• **TEKS BACAAN**
_ _ _ _

Kamis, 18 September 2008

Peluang Public Relations



Kunci Public Relations masa depan adalah
"Partisipasi, bukan Pitching "



Setelah lama tidak terjun dalam kapasitas sebagai Professor PR and Journalism, WW menerima undangan Lembaga Manajemen PPM untuk mengisi sesi kursus "Menjadi PR andal dengan mempertajam kompetensi". Lima puluh orang praktisi PR dari BTN, Astra Mitra Ventura, Indosat, Suara Merdeka, Aneka Tambang dan lainnya mengikuti presentasi Indira Abidin, Sutji Lantyka, Farhan dan Wimar Witoelar.
Dengan meninggalkan kostum dan lawakan yang biasa menjadi cirinya WW tampil serius dengan materi 'Leveraging PR Competence'. Tapi sesekali terdengar juga tawa dari deretan peserta menanggapi humor yang tetap masuk dalam contoh-contoh kasus PR yang memang lucu.

_ _ _ _

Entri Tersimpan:
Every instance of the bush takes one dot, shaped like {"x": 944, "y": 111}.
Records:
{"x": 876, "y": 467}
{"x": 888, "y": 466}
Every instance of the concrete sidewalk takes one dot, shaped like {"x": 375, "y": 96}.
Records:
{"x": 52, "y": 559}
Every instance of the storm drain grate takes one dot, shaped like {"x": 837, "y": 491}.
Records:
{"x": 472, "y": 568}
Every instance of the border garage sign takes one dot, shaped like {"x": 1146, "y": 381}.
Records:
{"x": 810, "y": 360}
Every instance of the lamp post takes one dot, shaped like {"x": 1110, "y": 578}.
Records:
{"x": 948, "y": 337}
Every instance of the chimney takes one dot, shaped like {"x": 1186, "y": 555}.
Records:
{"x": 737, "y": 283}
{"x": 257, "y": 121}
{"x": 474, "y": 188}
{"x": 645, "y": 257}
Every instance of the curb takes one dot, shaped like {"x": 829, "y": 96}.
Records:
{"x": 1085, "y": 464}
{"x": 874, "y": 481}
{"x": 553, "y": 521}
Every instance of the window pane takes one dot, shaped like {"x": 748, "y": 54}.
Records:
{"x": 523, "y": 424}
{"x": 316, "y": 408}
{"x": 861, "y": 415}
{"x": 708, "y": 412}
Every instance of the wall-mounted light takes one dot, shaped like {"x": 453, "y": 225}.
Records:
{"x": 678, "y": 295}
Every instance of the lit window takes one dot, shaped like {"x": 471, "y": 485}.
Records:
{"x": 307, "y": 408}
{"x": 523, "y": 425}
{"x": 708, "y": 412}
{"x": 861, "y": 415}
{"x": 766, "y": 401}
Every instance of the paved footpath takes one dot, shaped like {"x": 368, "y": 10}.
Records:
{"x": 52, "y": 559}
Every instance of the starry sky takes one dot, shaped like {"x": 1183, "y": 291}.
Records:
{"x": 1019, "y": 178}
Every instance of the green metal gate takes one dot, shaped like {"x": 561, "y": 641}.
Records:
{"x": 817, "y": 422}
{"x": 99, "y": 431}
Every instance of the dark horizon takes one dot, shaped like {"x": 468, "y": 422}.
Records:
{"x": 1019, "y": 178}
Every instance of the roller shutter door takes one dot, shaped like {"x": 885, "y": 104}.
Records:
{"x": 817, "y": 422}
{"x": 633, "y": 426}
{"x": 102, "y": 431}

_ _ _ _

• **YANG DITANYAKAN**
a) Menurut teks tentang peluang public relations, berapa banyak praktisi PR yang mengikuti presentasi dalam kursus tersebut?
b) Lanjutkan teks tentang peluang public relations mulai dari kalimat terakhirnya.

• **JAWABAN TIAP TUGAS**
a) Lima puluh orang praktisi PR.

b)
Secara garis besar, dalam materinya WW menggambarkan area kompetensi PR yaitu 'positioning, personality, proposition' sesuai buku Tom Brannan 'Integrated Marketing Communication'. Dalam hal 'positioning', PR dituntut untuk menetapkan posisi klien. Hal ini membutuhkan kemampuan strategic analysis yang baik. Sementara itu, kompetensi di bidang personality diperlukan untuk mendefinisikan image dari klien yang akan dibawakan kepada publik. Terakhir adalah proposition dalam bentuk langkah konkrit Integrated Communication membangun image di tengah masyarakat. Tiga hal dasar yang harus dipikirkan adalah penetapan 'key messages' yang mudah diingat oleh masyarakat, penetapan 'target market' dan yang terakhir adalah menentukan media yang akan digunakan.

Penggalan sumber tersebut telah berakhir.